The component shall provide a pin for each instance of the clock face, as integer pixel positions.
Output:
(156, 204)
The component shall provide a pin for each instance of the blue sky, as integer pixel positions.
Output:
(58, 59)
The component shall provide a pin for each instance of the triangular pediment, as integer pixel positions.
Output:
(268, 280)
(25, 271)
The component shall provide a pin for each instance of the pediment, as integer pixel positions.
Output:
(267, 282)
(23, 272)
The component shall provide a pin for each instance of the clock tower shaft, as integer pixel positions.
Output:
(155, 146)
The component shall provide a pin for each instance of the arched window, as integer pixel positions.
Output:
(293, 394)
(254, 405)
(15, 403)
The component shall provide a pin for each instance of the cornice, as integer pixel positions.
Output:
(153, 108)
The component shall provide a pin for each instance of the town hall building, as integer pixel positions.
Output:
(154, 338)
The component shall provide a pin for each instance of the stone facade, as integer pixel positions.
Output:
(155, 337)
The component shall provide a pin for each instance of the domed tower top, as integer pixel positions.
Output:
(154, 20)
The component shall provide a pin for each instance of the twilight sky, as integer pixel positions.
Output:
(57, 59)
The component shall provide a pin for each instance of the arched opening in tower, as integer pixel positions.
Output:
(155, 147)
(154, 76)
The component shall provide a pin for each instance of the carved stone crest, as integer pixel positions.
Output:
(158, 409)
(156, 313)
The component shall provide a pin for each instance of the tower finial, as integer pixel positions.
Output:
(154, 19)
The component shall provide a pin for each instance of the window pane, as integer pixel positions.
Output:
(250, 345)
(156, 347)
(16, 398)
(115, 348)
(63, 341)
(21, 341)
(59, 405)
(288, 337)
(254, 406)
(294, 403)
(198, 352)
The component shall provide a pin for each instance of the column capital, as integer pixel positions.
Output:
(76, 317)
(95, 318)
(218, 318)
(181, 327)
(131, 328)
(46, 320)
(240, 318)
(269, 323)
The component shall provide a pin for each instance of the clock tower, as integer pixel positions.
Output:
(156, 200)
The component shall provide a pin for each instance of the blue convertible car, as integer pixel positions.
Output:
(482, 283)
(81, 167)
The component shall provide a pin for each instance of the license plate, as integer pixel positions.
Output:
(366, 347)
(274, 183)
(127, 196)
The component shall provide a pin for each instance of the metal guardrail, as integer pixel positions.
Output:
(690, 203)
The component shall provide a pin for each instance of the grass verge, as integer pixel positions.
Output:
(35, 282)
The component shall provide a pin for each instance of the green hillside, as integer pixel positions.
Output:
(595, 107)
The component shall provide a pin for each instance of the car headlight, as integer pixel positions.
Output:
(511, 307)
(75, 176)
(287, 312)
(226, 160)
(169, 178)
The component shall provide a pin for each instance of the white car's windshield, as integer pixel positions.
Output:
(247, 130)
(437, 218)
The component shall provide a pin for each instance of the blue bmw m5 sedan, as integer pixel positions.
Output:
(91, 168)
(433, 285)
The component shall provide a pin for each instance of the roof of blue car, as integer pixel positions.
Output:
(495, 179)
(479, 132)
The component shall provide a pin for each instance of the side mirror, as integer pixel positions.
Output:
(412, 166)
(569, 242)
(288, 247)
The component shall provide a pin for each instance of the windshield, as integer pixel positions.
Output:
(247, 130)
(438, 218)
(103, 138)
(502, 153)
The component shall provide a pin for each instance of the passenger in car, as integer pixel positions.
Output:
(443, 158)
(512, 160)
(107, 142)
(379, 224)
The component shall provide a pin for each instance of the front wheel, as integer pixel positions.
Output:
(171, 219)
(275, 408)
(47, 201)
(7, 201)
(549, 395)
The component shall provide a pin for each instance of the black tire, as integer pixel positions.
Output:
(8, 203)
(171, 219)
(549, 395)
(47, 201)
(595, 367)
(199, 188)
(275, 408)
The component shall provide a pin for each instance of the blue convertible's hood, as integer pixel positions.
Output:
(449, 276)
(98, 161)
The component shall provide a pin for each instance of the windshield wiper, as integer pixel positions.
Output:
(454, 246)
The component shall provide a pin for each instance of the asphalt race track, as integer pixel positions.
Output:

____

Task requirements => Note how many lines of the entries contain the string "arched", then give that number by itself.

Answer to the exercise => 2